** SUPPLIED PASSAGE **
* * * * * * * * *

BARTERING YOUR BIRTHRIGHT

     Like the passing of a fine meal, sexual intimacy feeds for the moment, but doesn’t sustain one indefinitely. Like a good meal, the enjoyment and satisfaction of sexual intimacy lasts for but a short moment. Yet just like Esau, many would trade their eternal birthright, their entire inheritance, for a single meal of forbidden sexual intimacy. And not only did he trade his birthright, Deuteronomy 21:17 states that Esau was also entitled to “a double portion” of the paternal inheritance.

 

     And yet, as incredulous as this may seem, when Jacob offered to give Esau a bowl of stew in return for his birthright, amazingly, Esau agreed. And yet, even today, there are those of us who would risk forgoing “a double anointing”, such as the inheritance of Elisha, for the momentary satisfaction of a short-lived intimacy that inevitably, just as for Esau, afterwards turns as bitter as wormwood or gall. “But in the end she is bitter as wormwood, sharp as a two-edged sword.” (Proverbs 5:4). For the birthright from the Father above is always “a double portion”, as it has to do with both position and inheritance. Yet for the fleeting moment of a single act of sexual intimacy, they would sell the double portion of their entire birthright for what can be held in one hand. Just like Judas, who traded his entire destiny and legacy for a mere thirty pieces of silver.

 

     Compared with the enormity of what God is offering everyone as an eternal birthright, for is it not written “In his hand are the depths of the earth” (Psalm 95:4), can anyone possibly believe that the inheritance of the righteous in God would be so small that it could be held in a single hand? That it would be as trifling as thirty pieces of silver or a bowl of stew? Would an inheritance from He who “has measured the waters in the hollow of his hand, or with the breadth of his hand marked off the heavens, who has held the dust of the earth in a basket, or weighed the mountains on the scales and the hills in a balance” (Isaiah 40:12) be only sufficient for a single meal? And yet, many is the man who would gladly trade his entire eternal inheritance and position for the earthly bounty of a single meal of fulfilling a legitimate desire in an illegitimate way.

 

     Besides every good reason not to, including that God means more to us than that, the mathematics of such a bad trade are simply all wrong. And yet many is the man and woman who prefers the deficit of imbalanced scales. And when it is sadly all too late, just like for Esau, so too shall many cries be heard in the belly of the earth and the bosom of heaven.

 

“When Esau heard the words of his father, he cried out with an exceedingly great and bitter cry, and said to his father, "Bless me, even me also, O my father!"”

(Genesis 27:33-35)

 

"For you know that even afterward, wishing to inherit the blessing, he was rejected; for he found no place of repentance, although having earnestly sought it with tears."

* * * * * * * * *

[Data entries]
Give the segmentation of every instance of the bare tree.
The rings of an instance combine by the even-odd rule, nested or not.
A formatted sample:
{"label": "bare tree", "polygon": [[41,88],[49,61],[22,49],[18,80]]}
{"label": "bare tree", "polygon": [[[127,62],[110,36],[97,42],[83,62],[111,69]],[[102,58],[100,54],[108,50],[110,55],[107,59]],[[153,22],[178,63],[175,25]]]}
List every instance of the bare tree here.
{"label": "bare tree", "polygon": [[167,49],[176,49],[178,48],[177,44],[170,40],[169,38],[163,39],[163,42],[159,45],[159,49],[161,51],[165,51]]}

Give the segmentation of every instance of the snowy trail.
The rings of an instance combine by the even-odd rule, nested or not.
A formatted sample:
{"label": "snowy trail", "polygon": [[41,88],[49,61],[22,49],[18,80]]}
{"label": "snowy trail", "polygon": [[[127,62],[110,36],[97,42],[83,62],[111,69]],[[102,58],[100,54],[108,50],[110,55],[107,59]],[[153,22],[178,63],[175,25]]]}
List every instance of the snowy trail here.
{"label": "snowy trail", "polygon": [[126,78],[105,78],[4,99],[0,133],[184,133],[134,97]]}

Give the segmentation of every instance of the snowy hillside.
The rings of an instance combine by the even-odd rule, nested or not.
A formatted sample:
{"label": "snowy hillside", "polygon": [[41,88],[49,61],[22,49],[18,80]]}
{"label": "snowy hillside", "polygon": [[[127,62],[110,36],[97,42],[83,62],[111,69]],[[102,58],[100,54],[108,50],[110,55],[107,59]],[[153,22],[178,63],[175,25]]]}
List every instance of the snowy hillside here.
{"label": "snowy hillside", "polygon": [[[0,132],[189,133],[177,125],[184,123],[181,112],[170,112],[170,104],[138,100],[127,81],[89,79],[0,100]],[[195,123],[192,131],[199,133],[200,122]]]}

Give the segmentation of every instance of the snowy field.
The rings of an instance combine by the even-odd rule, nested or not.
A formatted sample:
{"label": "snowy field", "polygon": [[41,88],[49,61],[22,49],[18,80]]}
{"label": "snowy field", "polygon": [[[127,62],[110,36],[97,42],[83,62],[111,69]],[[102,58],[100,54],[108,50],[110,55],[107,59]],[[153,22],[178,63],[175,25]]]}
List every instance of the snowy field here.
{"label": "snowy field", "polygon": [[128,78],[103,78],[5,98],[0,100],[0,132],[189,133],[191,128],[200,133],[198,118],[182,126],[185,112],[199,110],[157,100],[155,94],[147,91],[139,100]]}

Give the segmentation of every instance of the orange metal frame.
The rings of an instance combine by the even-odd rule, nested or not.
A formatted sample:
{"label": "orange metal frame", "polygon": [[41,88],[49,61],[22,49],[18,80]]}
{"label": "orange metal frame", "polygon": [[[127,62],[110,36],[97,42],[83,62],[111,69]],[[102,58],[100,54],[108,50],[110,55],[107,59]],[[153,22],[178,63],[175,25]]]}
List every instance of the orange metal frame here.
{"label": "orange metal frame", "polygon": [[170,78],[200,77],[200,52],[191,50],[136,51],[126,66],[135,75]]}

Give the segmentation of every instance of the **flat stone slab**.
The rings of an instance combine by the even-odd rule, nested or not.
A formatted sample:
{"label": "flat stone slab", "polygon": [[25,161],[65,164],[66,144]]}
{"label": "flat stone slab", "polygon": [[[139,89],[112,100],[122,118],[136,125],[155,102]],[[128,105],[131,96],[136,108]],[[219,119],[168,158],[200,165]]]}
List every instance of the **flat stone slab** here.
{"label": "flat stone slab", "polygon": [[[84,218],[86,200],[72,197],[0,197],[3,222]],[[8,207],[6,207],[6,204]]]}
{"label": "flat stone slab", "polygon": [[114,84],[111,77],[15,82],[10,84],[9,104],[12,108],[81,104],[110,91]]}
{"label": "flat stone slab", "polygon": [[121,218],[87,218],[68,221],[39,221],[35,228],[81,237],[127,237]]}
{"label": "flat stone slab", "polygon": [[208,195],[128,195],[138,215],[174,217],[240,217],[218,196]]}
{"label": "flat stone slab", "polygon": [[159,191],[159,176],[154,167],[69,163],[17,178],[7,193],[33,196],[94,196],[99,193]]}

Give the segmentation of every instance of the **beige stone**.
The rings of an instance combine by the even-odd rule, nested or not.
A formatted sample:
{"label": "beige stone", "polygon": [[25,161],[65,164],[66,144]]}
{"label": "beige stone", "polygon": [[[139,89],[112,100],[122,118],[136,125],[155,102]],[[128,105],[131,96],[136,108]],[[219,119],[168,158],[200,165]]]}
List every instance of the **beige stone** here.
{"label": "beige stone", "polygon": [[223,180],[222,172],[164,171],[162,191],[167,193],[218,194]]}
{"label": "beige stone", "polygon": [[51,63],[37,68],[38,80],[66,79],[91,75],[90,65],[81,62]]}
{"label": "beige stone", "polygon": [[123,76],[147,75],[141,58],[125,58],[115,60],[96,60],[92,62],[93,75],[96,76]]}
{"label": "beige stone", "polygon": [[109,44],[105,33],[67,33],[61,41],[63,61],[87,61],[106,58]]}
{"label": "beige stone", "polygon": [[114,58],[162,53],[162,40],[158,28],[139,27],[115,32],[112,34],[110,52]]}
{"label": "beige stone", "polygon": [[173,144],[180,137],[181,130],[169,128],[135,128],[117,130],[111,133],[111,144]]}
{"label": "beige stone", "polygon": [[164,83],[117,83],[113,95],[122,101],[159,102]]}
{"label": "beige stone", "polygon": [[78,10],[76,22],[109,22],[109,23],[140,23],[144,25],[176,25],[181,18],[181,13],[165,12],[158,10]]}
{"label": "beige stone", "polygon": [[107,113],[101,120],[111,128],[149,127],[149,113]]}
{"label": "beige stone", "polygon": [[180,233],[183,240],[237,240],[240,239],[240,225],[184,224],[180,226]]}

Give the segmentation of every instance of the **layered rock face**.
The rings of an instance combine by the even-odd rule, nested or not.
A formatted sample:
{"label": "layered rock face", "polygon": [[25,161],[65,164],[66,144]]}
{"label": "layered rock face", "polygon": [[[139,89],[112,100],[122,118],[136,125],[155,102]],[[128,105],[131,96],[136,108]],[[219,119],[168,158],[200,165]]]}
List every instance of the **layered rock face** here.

* * * * * * * * *

** WHAT IS REQUIRED **
List every scripture reference given with a book name and chapter and verse numbers in the text on bartering one's birthright, in the order they appear.

** RESPONSE BOX **
Deuteronomy 21:17
Proverbs 5:4
Psalm 95:4
Isaiah 40:12
Genesis 27:33-35